KLEIN: This is why I focus on policy. When you look at what Paul Ryan is
doing, when you look at what he`s saying, it`s many avenues. He could go
in any direction he would like. But talking is cheap and listening is
cheap too. Going on a poverty too is an important thing to do, but it
doesn`t matter at all unless it shows up somewhere afterwards.

The Republican Party has locked itself into a set of other commitments.
And what I`m not seeing is a willingness to revisit those commitments. I`m
not seeing Paul Ryan saying I have decided that doing more to help the
impoverished is more important than keeping taxes at exactly the rate now
or it`s more important than keeping defense exactly where it is now or
higher.

These things need to fit together. There`s a great line about budgets
where budgets are where we show our values. Where we have to make the
tradeoffs. Until the Republican Party is willing to make a different
tradeoff somewhere other than poverty, they can`t do anything different.
That`s the trap for them right now and that`s what I`m not hearing it get
revisited.

DIONNE: He`s going to put money where he wants his heart to be. That`s
the fundamental choice he cannot stick with this particular budget or a
view that the government can`t do anything to raise the minimum wage. If
you want to cut food stamps, have people pay enough so they don`t need food
stamps. He has to make some shift and we can say, all right, maybe he`s
changing his mind.

KORNACKI: Go ahead, Kathleen.

PARKER: The one thing they could have done, but the problem always is
their constituents won`t let them. They are really trying to keep the Tea
Party quiet. The one thing they could have done is raise the minimum wage.
※
= Problems to solve =
- 1) In the transcript, rewrite the paragraph that begins "The Republican Party has locked itself" more briefly, keeping its main facts.
- 2) Translate this sentence from the transcript into Spanish: "The Republican Party has locked itself into a set of other commitments."
- 3) Do these statements agree with the transcript? Answer yes or no for each, quoting the words that decide it.
(a) Klein says talking and listening are both cheap.
(b) Parker says the one thing they could have done is cut food stamps.
(c) Klein says Paul Ryan could go in only one direction.
※
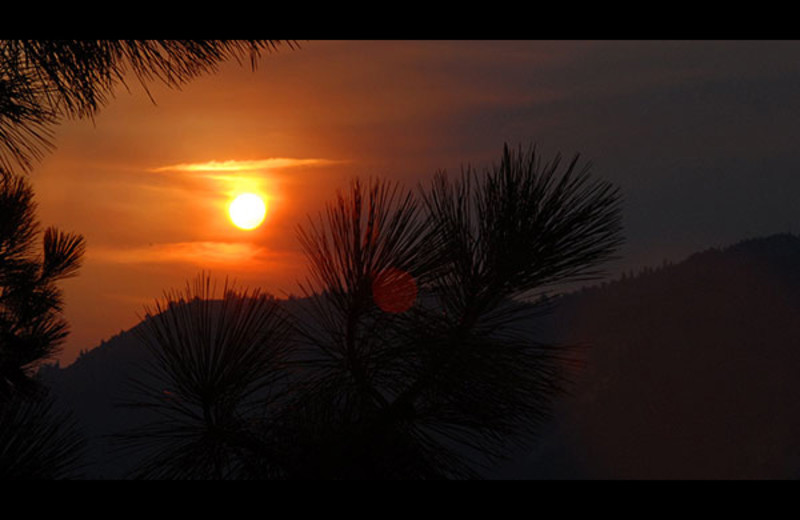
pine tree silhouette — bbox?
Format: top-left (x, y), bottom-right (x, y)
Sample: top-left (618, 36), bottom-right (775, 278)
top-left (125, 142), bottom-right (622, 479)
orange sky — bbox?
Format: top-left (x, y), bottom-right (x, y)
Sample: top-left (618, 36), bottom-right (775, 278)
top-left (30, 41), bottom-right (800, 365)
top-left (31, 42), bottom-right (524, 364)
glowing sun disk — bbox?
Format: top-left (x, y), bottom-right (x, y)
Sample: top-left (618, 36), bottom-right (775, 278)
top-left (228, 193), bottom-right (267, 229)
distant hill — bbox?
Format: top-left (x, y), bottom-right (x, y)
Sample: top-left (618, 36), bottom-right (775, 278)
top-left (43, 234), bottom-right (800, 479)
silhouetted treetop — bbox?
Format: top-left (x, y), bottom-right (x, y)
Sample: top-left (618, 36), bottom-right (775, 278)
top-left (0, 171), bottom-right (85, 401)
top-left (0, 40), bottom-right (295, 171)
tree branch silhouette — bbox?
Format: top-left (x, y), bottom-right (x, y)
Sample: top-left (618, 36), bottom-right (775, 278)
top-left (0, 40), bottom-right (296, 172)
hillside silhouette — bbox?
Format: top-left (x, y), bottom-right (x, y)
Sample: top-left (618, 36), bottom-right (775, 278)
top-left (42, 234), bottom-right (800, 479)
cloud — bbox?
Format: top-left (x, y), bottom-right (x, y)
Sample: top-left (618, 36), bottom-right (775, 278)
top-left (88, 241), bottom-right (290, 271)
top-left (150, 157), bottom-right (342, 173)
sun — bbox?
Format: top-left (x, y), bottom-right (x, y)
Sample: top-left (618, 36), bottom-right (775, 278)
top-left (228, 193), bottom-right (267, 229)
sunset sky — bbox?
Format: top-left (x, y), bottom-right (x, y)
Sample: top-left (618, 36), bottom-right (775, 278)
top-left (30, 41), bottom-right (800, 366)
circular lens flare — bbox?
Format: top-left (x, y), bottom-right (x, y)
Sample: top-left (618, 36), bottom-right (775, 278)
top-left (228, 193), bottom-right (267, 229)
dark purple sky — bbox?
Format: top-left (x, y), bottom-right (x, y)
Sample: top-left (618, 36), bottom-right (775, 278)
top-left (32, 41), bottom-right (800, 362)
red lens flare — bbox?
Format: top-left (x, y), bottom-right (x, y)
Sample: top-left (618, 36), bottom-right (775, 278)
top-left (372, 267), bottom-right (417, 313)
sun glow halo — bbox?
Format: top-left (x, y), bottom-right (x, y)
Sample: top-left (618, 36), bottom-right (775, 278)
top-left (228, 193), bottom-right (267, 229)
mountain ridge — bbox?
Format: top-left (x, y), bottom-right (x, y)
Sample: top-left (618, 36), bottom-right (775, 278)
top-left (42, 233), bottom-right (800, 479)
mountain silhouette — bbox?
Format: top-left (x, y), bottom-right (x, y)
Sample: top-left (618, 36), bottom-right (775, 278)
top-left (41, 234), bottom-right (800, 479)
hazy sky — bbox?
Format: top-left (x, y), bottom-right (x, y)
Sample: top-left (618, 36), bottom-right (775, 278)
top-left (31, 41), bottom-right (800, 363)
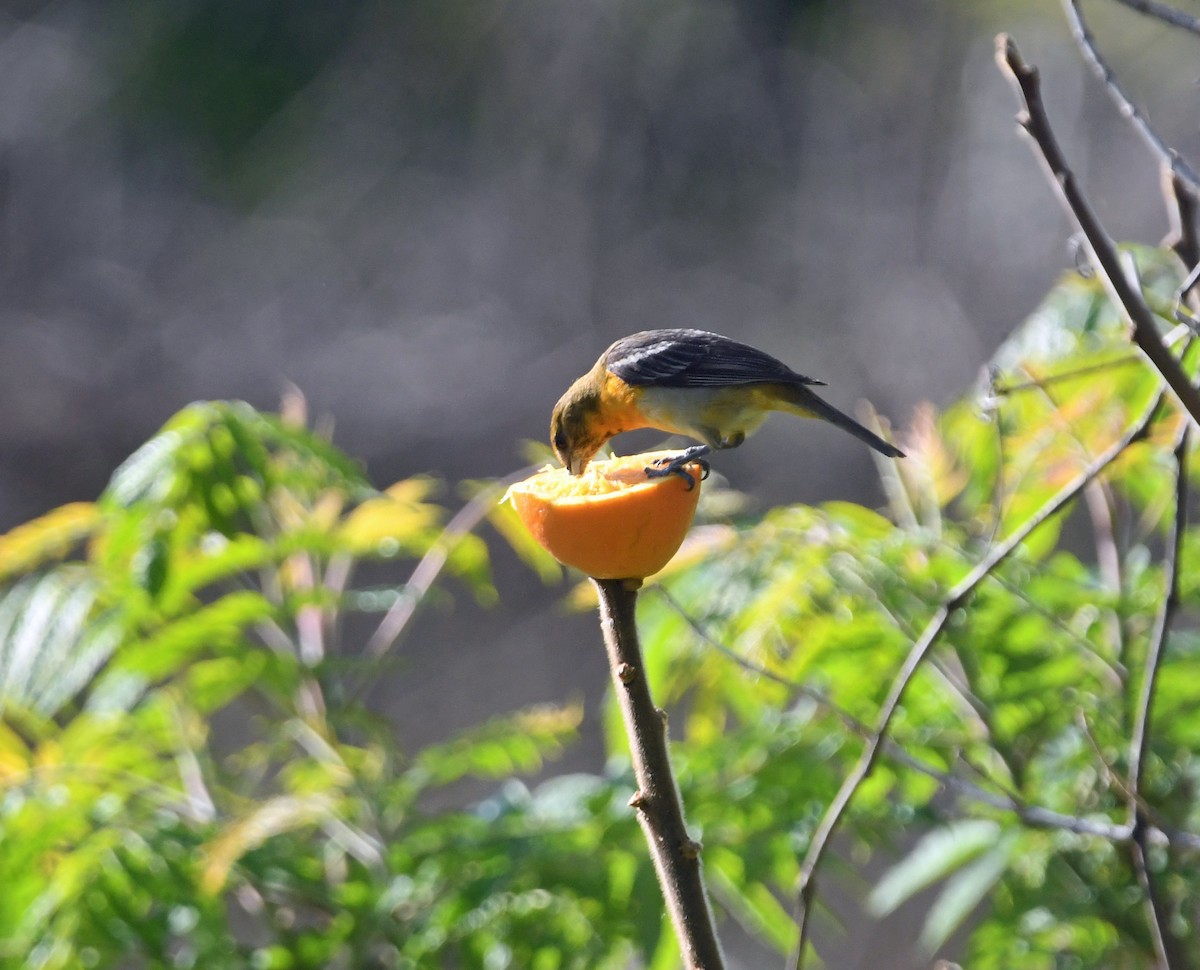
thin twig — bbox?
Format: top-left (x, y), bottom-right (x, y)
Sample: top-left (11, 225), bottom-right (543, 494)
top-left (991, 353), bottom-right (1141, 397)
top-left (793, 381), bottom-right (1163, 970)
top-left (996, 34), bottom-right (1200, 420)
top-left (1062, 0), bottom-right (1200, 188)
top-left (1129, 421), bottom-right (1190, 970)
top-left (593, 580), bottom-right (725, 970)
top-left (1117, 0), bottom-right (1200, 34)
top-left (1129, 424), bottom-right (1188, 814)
※
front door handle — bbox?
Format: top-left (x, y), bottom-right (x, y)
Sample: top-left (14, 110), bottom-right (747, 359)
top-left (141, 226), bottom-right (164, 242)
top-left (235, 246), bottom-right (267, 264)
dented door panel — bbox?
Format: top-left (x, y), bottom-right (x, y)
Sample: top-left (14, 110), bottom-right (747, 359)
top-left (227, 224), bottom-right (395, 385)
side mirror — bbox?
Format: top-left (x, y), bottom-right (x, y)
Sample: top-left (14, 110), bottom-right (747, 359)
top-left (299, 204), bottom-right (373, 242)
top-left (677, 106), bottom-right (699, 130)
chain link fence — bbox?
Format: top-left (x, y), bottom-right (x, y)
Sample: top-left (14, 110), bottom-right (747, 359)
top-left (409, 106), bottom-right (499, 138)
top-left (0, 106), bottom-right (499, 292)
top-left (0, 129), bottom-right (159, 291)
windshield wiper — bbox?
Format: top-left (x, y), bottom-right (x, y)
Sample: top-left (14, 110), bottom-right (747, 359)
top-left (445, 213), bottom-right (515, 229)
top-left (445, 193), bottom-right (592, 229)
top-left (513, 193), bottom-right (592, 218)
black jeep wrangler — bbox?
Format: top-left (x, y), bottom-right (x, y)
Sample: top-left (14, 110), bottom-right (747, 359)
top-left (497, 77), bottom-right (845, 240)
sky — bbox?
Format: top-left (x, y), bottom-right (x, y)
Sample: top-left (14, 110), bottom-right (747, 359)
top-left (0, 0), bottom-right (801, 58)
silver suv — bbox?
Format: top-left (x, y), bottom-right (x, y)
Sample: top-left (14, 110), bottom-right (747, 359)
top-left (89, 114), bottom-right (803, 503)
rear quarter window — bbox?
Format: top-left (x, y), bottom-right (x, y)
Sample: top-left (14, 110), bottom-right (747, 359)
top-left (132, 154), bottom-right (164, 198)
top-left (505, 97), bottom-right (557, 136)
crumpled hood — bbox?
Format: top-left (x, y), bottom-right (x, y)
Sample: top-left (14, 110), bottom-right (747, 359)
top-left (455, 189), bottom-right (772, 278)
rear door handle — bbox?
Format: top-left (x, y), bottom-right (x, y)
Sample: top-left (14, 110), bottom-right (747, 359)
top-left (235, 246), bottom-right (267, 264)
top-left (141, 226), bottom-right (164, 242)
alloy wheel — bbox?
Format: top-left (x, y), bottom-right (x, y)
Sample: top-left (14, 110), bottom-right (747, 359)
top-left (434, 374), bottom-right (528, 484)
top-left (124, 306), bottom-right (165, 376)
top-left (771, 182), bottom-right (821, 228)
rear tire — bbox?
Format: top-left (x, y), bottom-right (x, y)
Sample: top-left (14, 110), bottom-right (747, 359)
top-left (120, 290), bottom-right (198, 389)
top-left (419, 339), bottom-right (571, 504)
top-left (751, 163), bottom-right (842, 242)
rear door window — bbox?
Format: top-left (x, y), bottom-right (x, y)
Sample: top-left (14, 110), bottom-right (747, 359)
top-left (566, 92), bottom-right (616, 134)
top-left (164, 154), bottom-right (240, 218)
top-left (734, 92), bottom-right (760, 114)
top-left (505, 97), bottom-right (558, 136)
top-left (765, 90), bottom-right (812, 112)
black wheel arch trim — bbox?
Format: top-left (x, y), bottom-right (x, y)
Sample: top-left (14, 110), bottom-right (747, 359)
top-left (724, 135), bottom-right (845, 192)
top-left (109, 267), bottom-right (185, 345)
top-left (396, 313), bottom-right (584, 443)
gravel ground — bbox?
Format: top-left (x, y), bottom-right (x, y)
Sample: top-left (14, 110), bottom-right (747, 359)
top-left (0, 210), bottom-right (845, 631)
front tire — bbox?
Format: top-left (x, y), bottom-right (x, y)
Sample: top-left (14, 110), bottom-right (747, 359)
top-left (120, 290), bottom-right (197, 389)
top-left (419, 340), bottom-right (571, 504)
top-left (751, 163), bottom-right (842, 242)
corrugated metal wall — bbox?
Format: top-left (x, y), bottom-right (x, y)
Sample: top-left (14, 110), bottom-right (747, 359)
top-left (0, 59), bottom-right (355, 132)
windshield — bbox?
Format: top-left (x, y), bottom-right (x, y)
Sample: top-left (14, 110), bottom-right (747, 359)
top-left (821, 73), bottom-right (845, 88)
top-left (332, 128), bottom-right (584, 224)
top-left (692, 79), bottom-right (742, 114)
※
= Answers by task =
- 1) The Republican Party is tied to other commitments and shows no willingness to revisit them. Paul Ryan has not said that helping the poor matters more than keeping taxes at their current rate, or more than keeping defense at its current level or higher.

- 2) El Partido Republicano se ha atado a un conjunto de otros compromisos.

- 3)
(a) Yes: "talking is cheap and listening is cheap too"
(b) No: "The one thing they could have done is raise the minimum wage."
(c) No: "He could go in any direction he would like."